== DOCUMENT SECTION ==
Closed hakuturu583 closed 5 years ago
Hi, thanks for proposing a change! I agree that right now it is difficult to perform multi-object tracking using only vision_msgs so let's see if we can improve it.
Can you please clarify what the ID keeps track of in your implementation? Does each real-world object in the scene get its own UniqueID? Each detection message? Each image/detection event?
I think pipelines like below is good for building object detection/tracking system with vision_msgs. (https://docs.google.com/presentation/d/e/2PACX-1vTUnCyBg9Kxuya1BWyjTJcAf9lGJa_th5n-Ta2JxoHbiwgZS5lHWjOhvDsvzqMJB9s1Rey9wgOh59Md/pub?start=false&loop=false&delayms=3000)
I think it is unnecessary to set unique ID in object detector. In order to setting unique ID, time series processing is necessary. I think detection node is one-shot algorithm such as yolo,voxelnet,SVM etc... Tracking node contains time series processing algorithm such as particle filter, kalman filter... So, I think it is better for us to set unique tracking ID in tracking node.
In order to show the result is tracking result or detectino result cleary, I made is_tracking field.
+1
I agree this would be a valuable addition. The comments should be checked by a native speaker (@Kukanani ?), otherwise it looks good to me.
I also sending PR for this issue. #19 If you are OK. Pleas review it!!
@Kukanani How do you think about my architecture design and message modification?
@hakuturu583, I'm happy to move forward with getting this merged, but I will probably propose changes to the comments based on this discussion.
Just to clarify again: the tracking_id field should be the same across multiple messages, as long as those messages represent detections of the same real-world object. Is this correct?
@Kukanani Yes, I think tracking_id of the same object should be same across multiple message as long as the tracking node continue tracking the target object.
I'm also interested in adding IDs.
Place of ID However, I'm no satisfied with the solution #19. The ID should stay the same if the detected object is the same, i.e. the same entity. However, currently the ID is added to Detection2D.msg. So I cannot model the following: Object 123 is detected with probability of 50% and Object 234 is detected with probablity 50%.
Solution: Move ID from Detection2D.msg to ObjectHypothesis.msg/ObjectHypothesisWithPose.msg. Moreover, rename from tracking_id to object_id, because it describes that this is the same object entity.
Type of ID See also https://github.com/Kukanani/vision_msgs/issues/17#issuecomment-509506083
Solution: Make the type of tracking_id/object_id and old id (=class id) string.

== WHAT IS ASKED ==
Can you extend the vision_msgs tracking ID discussion above, picking up after its final comment?

[Rows from a pointing dataset]
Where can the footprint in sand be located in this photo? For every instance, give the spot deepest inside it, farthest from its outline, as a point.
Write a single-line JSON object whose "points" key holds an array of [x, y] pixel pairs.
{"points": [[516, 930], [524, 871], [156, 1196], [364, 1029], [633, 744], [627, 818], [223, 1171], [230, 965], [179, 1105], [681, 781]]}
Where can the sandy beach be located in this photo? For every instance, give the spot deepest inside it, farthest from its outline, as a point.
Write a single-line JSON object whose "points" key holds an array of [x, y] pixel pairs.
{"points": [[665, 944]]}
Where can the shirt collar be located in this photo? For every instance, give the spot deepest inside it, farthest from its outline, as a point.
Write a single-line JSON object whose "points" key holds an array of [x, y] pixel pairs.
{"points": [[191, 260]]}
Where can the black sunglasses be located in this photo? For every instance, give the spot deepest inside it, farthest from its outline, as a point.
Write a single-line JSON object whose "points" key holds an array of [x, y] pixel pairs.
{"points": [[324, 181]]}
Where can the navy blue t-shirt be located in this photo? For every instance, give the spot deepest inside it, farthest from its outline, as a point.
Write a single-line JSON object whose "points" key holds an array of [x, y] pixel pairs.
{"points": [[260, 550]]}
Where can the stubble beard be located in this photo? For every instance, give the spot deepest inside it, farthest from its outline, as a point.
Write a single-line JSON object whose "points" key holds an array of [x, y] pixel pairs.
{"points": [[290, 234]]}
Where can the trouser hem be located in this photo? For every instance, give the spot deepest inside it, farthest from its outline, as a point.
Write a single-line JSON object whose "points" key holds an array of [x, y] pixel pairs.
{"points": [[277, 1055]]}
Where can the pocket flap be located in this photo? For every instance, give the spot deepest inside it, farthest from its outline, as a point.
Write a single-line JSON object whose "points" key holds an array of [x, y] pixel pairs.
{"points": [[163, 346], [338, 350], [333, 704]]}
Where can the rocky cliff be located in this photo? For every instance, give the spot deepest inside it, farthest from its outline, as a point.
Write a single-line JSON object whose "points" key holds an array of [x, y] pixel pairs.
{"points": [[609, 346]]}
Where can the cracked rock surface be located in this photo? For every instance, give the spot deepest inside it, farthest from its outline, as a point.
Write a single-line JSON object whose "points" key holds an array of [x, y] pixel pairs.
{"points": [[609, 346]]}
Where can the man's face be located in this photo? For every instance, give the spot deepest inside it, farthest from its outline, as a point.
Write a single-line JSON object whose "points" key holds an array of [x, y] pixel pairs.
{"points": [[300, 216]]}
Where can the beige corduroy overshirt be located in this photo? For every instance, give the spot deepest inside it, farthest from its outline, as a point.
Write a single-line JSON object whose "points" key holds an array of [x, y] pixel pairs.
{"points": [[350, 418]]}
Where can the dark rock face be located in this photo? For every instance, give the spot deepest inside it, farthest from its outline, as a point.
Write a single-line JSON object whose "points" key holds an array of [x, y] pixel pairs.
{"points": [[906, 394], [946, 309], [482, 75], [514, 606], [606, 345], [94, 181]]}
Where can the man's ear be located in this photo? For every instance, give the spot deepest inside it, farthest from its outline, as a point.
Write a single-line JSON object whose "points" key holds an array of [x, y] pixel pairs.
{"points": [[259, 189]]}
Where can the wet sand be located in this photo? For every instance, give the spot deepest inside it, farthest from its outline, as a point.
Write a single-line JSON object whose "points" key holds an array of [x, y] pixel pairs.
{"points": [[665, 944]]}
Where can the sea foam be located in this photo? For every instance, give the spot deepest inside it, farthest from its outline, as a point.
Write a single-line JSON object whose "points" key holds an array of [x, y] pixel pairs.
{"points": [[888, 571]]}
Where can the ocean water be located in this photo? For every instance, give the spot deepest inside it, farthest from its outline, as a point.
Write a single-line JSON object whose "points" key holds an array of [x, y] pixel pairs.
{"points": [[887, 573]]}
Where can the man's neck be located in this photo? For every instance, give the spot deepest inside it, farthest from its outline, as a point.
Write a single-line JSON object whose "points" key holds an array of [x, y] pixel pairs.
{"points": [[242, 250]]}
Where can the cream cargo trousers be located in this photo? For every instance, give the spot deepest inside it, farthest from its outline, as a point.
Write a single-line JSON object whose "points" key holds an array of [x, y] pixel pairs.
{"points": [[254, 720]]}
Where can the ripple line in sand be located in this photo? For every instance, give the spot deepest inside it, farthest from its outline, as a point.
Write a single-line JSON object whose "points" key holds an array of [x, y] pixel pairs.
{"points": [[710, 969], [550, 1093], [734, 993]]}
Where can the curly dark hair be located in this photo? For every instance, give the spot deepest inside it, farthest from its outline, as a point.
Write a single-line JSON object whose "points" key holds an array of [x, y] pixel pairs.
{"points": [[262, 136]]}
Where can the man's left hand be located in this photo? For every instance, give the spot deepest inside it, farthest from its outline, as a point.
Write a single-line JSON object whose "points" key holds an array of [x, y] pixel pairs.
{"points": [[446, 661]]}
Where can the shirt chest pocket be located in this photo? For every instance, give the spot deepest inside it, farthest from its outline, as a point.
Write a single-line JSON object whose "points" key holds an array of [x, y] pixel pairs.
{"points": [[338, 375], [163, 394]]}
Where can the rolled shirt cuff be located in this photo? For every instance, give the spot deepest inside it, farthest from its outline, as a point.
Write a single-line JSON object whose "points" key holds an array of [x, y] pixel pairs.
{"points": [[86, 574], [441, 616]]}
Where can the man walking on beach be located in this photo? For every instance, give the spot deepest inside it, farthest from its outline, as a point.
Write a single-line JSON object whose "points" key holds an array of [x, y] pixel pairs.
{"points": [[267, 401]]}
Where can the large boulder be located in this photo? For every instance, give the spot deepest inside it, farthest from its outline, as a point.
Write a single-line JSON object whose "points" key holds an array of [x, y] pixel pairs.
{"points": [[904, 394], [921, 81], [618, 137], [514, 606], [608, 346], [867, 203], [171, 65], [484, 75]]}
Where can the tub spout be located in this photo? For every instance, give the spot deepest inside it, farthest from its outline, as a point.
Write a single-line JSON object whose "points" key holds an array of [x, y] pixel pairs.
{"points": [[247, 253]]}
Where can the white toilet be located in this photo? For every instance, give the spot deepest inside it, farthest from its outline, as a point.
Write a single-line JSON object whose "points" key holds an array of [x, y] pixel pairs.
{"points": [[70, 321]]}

== SOLVED EXERCISE ==
Both tracking_id and object_id should be of same type because they are foreign keys in similar collections. Class and entity are really similar: "Red cube" might be a unique object until there are multiple red cubes of exactly the same type on the table.
String:
UUID, Int:
Keep Detection2D.msg/Detection3D.msg as it is (or only add is_tracking). Modify ObjectHypothesis.msg (ObjectHypothesisWithPose.msg) as following:
# An object hypothesis that contains no position information.
# The unique ID of object detected.
# If the two object_id's are the same in different messages for different images,
# it means that the same real object (entity) has been detected in both images.
# Object detection pipelines that do not output such IDs should set this to the
# empty string "".
string object_id
# The unique ID of class of the object detected [....]
string id #Change to string;
# The probability or confidence value of the detected object. By convention,
# this value should lie in the range [0-1].
float64 score
This also has the benefit that a classifcation (Classification2D.msg) now also can give detected object a ID because it includes ObjectHypothesis.
Please review my proposal @hakuturu583 , @Kukanani , @LeroyR, @mintar. I added some up/down buttons below. You might just want to vote.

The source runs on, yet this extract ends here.